▶ _Work to be completed_
Retype every record that follows, character for character.

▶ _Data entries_
-=-=-
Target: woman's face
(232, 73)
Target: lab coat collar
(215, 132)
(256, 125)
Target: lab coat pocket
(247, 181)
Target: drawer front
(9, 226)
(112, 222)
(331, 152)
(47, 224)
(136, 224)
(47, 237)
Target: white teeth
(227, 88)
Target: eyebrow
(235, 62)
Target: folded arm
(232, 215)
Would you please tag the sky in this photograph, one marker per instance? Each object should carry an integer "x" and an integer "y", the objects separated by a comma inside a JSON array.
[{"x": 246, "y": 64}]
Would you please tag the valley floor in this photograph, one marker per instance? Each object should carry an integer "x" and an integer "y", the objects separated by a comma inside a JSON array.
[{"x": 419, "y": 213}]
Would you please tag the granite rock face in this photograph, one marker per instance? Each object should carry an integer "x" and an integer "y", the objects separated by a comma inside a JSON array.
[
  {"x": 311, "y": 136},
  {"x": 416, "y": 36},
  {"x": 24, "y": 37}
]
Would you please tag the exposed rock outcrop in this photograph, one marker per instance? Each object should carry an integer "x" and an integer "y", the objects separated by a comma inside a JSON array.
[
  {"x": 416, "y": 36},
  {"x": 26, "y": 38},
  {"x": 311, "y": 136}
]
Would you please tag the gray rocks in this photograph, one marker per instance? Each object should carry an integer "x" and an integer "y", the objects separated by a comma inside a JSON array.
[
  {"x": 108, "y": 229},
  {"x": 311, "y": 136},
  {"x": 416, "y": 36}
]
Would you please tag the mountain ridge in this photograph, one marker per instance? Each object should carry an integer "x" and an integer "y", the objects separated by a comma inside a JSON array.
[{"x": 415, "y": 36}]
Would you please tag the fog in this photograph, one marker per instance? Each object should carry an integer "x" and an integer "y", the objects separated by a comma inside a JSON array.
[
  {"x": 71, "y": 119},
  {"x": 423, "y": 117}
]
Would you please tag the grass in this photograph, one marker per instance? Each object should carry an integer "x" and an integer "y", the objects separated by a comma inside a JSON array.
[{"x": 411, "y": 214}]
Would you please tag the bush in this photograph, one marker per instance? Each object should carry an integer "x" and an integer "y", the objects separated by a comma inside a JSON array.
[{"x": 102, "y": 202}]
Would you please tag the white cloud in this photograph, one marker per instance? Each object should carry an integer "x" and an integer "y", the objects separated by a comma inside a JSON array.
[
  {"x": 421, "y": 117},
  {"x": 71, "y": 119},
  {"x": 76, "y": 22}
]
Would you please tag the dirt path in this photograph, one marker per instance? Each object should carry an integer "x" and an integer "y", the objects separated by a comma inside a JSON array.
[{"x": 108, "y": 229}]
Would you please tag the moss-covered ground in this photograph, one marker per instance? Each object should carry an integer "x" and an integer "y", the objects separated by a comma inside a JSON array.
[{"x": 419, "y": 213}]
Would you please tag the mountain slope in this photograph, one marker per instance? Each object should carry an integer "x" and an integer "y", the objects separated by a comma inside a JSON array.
-=-=-
▶ _Task output_
Target: woman's face
(232, 73)
Target: lab coat collar
(215, 132)
(256, 125)
Target: lab coat pocket
(247, 181)
Target: drawer front
(9, 226)
(112, 222)
(331, 152)
(47, 224)
(136, 224)
(47, 237)
Target: white teeth
(227, 88)
Target: eyebrow
(235, 62)
Target: folded arm
(232, 215)
Would you please tag the sky in this photograph, one marker per instance? Each object should carry an integer "x" and an integer "y", the objects separated by a comma inside a JSON array.
[{"x": 246, "y": 64}]
Would you please tag the valley floor in this photograph, one marker per instance? Each object should carry an integer "x" and an integer "y", the objects separated by a comma inside a JSON array.
[{"x": 419, "y": 213}]
Would you please tag the granite rock face in this photograph, one marker per instance? Each object should carry an integer "x" and an integer "y", the objects separated by a comma inside a JSON array.
[
  {"x": 311, "y": 136},
  {"x": 416, "y": 36},
  {"x": 24, "y": 37}
]
Would you please tag the exposed rock outcrop in this photograph, one marker per instance? Each object should carry an integer "x" and an integer "y", the objects separated by a comma inside a JSON array.
[
  {"x": 416, "y": 36},
  {"x": 26, "y": 38},
  {"x": 311, "y": 136}
]
Would you please tag the gray rocks in this photograph, one marker per instance? Each object should carry an integer "x" and an integer "y", the objects separated by a comma inside a JSON array.
[
  {"x": 108, "y": 229},
  {"x": 311, "y": 136},
  {"x": 416, "y": 36}
]
Would you please tag the mountain ridge in this photograph, one marker per instance? Each object should carry an integer "x" and an integer "y", the objects separated by a comma inside a JSON array.
[{"x": 415, "y": 36}]
Would you please tag the fog in this photograph, one marker per instance? Each object should carry an integer "x" and an integer "y", the objects separated by a comma inside a JSON array.
[
  {"x": 71, "y": 119},
  {"x": 423, "y": 117}
]
Would you please tag the grass in this photograph, one marker per instance? Each object should carry an integer "x" and an integer "y", the objects separated by a comma inside a JSON array.
[{"x": 411, "y": 214}]
Would you please tag the bush in this photograph, one marker per instance? Each object should carry an integer "x" and an integer "y", the objects separated by a comma inside a JSON array.
[{"x": 102, "y": 202}]
Would you please tag the white cloud in this photograph, one marker per instance? Each object should carry an integer "x" and an integer "y", the objects separated by a comma inside a JSON array.
[
  {"x": 421, "y": 117},
  {"x": 71, "y": 119},
  {"x": 76, "y": 22}
]
Would you please tag the dirt path in this photograph, one marker per instance? Each object should carry an integer "x" and an integer "y", the objects separated by a comma inside a JSON array.
[{"x": 108, "y": 229}]
Would you please tag the moss-covered ground in this photograph, one marker per instance? Each object should carry an integer "x" and an integer "y", the objects separated by a comma inside a JSON array.
[{"x": 419, "y": 213}]
Would you please tag the mountain slope in this photograph, one marker per instance? Each object should carry an integer "x" and an integer "y", the objects separated by a comma inside a JSON array.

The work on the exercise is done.